== ZU BEARBEITEN ==
(A) Beantworte anhand des Textes über Kino und Kartografie die folgenden Fragen.
(i) Wo hat der Personal Computer zunächst seinen Platz?
(ii) Im Vorspann welcher Fernsehserie taucht laut Text eine Karte auf?
(iii) Was bildet der Punkt in „Alien“ ab?
(B) Übersetze diesen Satz aus dem Text über Kino und Kartografie ins Englische: „Hier stellt sich eine neue Verbindung zwischen Film und Kartografie her.“
(C) Setze den Text über Kino und Kartografie nach seinem letzten Satz fort.

Das Kino ist ein schwarzer Raum, dessen Ausdehnung die Zuschauer nicht spüren sollen, während der Projektionsapparat ihre Alphawellen mit denen der fremden Mit-Zuschauer synchronisiert. Der Fernsehapparat findet im halbdunklen Wohnzimmer seinen Platz in der Familienaufstellung, die sich mit den parasozialen (1) Implikationen des Mediums an die regierte Gesellschaft andockt. Der Platz des Personal Computers ist zunächst der Schreibtisch (desktop), dann der Schoß (laptop), das Modell der Rezeption ist die individuelle Datenbankabfrage und darauf aufbauend die Vernetzung mit den Mit-Usern, die in ähnlichen Mensch-Maschine-Rückkopplungen vor ihren Rechnern hocken. Mit dem Smartphone findet die Rezeption tendenziell wieder in einem ähnlich weiten und offenen Raum wie dem dunklen des Kinos statt, jetzt allerdings im „Draußen“, an „realen“ Orten, Daheiten, Plätzen, Transportmitteln und Öffentlichkeiten. Hier stellt sich eine neue Verbindung zwischen Film und Kartografie her.

Die alte ist die, wie jeder Film in seiner Raumpolitik eine mental map im Zuschauer implementiert. Seien es die starre Raumzeit der shot / reverse shot – Handlungsachsen im klassischen Hollywoodkino, die mise en scéne – Texturen der Raum-Montagen des Neorealismus oder auch die Simulations-Räume der zeitgenössischen Comic-Adaptionen. Gleichzeitig haben Karten in Filmen immer wichtige Rollen gespielt, da sie die Positionierung des Beobachters und die Doppeldeutigkeit des „Plans“ ( to plot: sich verschwören / etwas grafisch darstellen) thematisieren. Karten tauchen in Filmen bei den Vorspännen auf, um in der zweidimensionalen Fläche der Leinwand/des Bildschirms den Raum des Films zu öffnen (etwa im Vorspann zur Fernsehserie „Bonanza“, USA 1959-1973) (2) und die Diegese zu lokalisieren. Sie tauchen innerhalb der Diegese als Projektion von zukünftigen Handlungen (etwa in „Saskatchewan“, Raoul Walsh, USA 1954 ) auf oder als Projektion bildgebender Verfahren (prominent in dem Punkt, der den Standort des Alien im Labyrinth der „Nostromo“ abbbildet: „Alien“, Ridley Scott, GB/USA 1979).

Aber sowohl beim Betrachten von Filmen als auch beim Betrachten von Karten kann sich eine irritierende Erfahrung der Dislokation einstellen. Momente, in denen der Zuschauer „aus dem Film fällt“ und sich im Kino-Raum wiederfindet, sind Momente, an denen der Film nicht „funktioniert“. Bei der Suche nach dem eigenen Standort auf einer Karte kann das „you are here“ einen ähnlichen Effekt hervorrufen: „We are no more on the map than we may be in the space indicated by its geographic signs.(…) Memories and fears of being lost – often associated with thoughts of being scattered in different places – interfere with cognition required to read the chart and to arrive at destination.“ (3)

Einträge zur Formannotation
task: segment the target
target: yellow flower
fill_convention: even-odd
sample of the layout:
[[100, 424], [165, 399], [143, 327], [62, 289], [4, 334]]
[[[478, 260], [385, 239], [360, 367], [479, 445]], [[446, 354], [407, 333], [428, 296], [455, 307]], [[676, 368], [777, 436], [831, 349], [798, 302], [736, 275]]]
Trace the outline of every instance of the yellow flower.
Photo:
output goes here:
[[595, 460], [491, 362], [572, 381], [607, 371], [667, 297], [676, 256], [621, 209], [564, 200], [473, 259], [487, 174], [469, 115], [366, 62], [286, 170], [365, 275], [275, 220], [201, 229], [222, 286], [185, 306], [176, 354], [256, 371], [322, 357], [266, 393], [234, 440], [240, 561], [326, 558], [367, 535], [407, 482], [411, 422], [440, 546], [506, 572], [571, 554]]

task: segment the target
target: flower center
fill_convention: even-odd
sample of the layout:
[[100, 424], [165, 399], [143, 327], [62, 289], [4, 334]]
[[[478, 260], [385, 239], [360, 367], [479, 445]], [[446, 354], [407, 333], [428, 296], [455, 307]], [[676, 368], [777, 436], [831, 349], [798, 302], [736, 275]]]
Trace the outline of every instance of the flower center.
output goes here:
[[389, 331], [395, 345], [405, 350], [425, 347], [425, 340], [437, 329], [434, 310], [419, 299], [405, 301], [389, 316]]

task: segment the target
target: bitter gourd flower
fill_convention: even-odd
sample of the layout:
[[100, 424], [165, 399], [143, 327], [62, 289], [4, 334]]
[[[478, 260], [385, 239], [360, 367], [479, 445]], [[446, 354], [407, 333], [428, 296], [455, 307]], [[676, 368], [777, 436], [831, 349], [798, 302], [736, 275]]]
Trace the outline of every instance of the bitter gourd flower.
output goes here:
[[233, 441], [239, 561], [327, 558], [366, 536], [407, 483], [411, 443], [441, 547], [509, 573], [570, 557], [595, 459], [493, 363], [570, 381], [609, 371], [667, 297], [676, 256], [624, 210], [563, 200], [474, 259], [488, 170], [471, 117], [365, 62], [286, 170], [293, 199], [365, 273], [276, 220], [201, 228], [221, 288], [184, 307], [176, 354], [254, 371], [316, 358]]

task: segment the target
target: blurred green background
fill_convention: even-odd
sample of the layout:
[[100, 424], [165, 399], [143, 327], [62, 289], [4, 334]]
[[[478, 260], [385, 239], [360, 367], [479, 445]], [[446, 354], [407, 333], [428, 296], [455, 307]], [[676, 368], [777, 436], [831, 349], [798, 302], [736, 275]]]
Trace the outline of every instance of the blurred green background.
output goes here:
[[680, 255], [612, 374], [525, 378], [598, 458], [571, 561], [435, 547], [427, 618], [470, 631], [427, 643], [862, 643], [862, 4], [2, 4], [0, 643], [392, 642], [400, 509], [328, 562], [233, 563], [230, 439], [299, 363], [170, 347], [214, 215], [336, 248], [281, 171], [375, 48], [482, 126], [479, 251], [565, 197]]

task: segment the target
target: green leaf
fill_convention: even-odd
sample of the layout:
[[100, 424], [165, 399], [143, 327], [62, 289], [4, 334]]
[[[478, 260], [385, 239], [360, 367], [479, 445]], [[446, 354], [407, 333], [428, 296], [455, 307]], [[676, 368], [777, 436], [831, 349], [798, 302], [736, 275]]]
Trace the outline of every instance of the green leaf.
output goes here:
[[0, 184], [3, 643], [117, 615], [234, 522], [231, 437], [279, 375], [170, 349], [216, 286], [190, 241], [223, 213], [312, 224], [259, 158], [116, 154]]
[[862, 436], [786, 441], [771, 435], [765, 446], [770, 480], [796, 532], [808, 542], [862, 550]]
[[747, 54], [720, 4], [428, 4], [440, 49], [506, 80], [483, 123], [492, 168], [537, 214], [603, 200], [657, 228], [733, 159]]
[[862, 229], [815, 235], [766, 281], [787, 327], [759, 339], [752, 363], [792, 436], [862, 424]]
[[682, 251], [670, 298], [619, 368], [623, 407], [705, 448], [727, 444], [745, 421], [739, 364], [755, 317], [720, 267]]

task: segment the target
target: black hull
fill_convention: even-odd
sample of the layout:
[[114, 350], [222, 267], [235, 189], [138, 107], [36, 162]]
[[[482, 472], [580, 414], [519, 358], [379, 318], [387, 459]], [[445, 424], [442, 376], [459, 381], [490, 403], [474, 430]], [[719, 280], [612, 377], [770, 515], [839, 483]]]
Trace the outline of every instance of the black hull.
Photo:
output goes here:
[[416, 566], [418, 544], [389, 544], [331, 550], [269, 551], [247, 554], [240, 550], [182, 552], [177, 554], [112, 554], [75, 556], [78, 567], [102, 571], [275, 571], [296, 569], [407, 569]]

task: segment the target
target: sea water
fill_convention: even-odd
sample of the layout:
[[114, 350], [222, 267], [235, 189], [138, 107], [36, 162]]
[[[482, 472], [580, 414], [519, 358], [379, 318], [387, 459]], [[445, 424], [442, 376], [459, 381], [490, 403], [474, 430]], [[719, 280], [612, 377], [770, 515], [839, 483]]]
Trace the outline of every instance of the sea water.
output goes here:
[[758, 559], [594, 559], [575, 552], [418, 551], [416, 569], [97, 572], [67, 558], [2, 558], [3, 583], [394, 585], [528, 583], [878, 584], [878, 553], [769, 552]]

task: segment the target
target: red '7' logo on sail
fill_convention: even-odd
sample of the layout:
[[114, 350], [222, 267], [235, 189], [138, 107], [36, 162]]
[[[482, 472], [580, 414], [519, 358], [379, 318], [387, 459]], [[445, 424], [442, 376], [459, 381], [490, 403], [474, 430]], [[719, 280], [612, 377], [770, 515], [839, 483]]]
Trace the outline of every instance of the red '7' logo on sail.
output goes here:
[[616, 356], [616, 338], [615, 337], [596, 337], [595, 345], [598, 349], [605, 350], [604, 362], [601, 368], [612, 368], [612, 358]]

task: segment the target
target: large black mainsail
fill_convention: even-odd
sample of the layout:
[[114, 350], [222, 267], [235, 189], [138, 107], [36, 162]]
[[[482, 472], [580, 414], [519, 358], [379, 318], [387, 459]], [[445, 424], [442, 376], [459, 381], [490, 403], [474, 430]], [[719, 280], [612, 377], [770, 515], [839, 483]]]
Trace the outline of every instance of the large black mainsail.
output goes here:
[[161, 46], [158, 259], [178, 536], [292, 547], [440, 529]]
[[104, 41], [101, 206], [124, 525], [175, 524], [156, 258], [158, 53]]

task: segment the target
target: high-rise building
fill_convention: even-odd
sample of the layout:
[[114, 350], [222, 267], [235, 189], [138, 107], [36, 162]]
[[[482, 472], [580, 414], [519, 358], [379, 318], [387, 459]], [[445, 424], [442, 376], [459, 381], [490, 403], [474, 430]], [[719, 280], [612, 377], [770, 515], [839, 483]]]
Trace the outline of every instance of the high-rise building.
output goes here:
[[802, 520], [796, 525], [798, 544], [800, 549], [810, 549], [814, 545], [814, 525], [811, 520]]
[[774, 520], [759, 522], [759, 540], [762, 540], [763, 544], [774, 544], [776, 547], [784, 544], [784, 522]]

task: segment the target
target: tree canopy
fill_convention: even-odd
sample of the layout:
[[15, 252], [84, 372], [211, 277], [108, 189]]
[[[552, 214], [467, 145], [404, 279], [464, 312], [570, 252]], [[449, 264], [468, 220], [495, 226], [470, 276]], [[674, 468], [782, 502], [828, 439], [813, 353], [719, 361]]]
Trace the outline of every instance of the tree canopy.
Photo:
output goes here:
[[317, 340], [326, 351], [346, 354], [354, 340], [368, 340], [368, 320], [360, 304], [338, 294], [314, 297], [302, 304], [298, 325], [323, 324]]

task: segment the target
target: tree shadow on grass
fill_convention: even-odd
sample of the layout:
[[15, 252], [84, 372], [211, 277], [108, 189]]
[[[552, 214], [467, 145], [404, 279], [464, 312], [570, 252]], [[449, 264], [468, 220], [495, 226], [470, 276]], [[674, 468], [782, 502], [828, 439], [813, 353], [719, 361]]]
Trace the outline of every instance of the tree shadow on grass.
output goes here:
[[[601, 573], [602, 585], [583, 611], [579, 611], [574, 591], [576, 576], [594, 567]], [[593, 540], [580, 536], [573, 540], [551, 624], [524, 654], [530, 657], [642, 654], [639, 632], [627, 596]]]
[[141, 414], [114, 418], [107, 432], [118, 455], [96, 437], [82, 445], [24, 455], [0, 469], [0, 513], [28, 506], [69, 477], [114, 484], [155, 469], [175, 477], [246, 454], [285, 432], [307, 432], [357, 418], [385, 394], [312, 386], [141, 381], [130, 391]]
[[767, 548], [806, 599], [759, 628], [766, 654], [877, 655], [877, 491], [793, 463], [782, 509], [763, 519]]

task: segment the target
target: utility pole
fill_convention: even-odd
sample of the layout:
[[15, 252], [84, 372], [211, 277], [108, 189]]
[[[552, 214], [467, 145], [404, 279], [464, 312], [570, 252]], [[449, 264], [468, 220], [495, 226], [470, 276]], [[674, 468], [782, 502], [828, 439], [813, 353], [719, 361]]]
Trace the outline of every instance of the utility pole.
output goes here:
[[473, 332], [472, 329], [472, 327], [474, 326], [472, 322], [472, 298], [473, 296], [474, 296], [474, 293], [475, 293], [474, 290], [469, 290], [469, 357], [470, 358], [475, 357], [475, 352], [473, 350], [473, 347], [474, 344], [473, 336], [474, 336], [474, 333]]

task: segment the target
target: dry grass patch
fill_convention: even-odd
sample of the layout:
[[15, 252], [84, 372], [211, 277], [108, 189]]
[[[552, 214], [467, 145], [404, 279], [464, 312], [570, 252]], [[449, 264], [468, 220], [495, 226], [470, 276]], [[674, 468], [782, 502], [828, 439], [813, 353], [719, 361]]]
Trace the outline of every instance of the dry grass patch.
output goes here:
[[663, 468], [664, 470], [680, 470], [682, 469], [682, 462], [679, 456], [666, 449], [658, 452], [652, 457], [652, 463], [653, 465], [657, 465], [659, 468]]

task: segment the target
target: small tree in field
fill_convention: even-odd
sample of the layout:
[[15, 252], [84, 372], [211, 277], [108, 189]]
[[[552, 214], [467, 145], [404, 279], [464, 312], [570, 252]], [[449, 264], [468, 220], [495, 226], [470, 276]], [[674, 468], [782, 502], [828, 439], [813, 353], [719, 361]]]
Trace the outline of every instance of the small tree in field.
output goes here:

== DIE ANTWORTEN ==
(A)
(i) Auf dem Schreibtisch (desktop).
(ii) Im Vorspann zur Fernsehserie „Bonanza“.
(iii) Den Standort des Alien im Labyrinth der „Nostromo“.

(B) Here, a new connection between film and cartography is established.

(C)
Die o.g. neue Verbindung von Kartografie und Film stellt beide Komponenten in einen grundsätzlich „simulierten“, sich in einem tendenziell austauschbaren Verhältnis von Gegenstand und Abbildung befindenden Zusammenhang. Einem Verhältnis übrigens, das, wie Borges in seinem Text „Von der Strenge der Wissenschaft“ richtig erzählt (und der von einer mit ihrem Territorium kongruenten Karte handelt), notwendig seinen eigenen Verfall impliziert. (4)

Diese Verbindung bzw. Vernetzung führt aber auch zu einem anderen Feld, nämlich dem, wo es nicht mehr um die symbolische oder imaginäre Positionierung des Subjekts und die damit einhergehende Irritation geht, sondern um die Konstruktion und die Kontrolle von Territorien: „Die Kartografie ist ein Netzwerk, das in ein paar Zentren Spuren sammelt, die für sich selbst betrachtet so lokal sind wie jeder der Punkte, die La Perouse, Cook oder Magellan kreuzen. Der einzige Unterschied besteht in der langsamen Erstellung einer Karte innerhalb dieser Zentren, einer Karte, die eine Bewegung in zwei Richtungen definiert, zu der Peripherie hin und wieder zurück. Mit anderen Worten, wir müssen das Lokalwissen der Chinesen nicht dem Universalwissen des Europäers gegenüberstellen, sondern nur zwei Lokalwissen, von denen eines die Form eines Netzwerks hat, das unveränderliche mobile Elemente (immutable mobiles) hin- und hertransportiert, um aus der Distanz zu wirken.“ (5) Nur das jetzt das mobile nicht mehr immutable sein muss. Oder das zumindest vorgibt, das wäre nur eine Frage der technologischen Ebene, zu der man vorzudringen bereit ist.

Die o.g. neue Verbindung zwischen Film und Kartografie besteht in einer scheinbaren Versöhnung der Spaltung der Eigenwahrnehmung in Beobachter und Beobachtetem. Aber wie jeder Wanderer seine Schatten, jedes Verhalten seine Konditionierungen und jede Wahrnehmung ihre blinden Flecken hat, hat jede Geografie ihre realen Parameter: von der sehr konkreten Kontrolle des Nutzers bis zu der sehr konkreten Anwendung im globalen Bürgerkrieg: Da sind dann plötzlich die Minen im Kongo, in denen das Coltan für die Smartphones abgebaut wird, ultraschnell vernetzt mit den Hochzeitsfeiern im pakistanisch-afghanischen Grenzgebiet, in die aus dem weiten Raum plötzlich eine Rakete aus einer der Predator-Drohnen einschlägt.


Gleichzeitig haben wir mit pragmatischen Filmformen experimentiert; Filme, die eine Art navigatorischen Gebrauchswert hatten, das sind zum einen die sogenannten Ort-Filme, die einzelne Orte strukturell erforschen, und zum anderen die sogenannten Vektor-Filme, die als Transfers funktionieren, verschiedene Sphären miteinander verbinden, die Geografie durchkreuzen.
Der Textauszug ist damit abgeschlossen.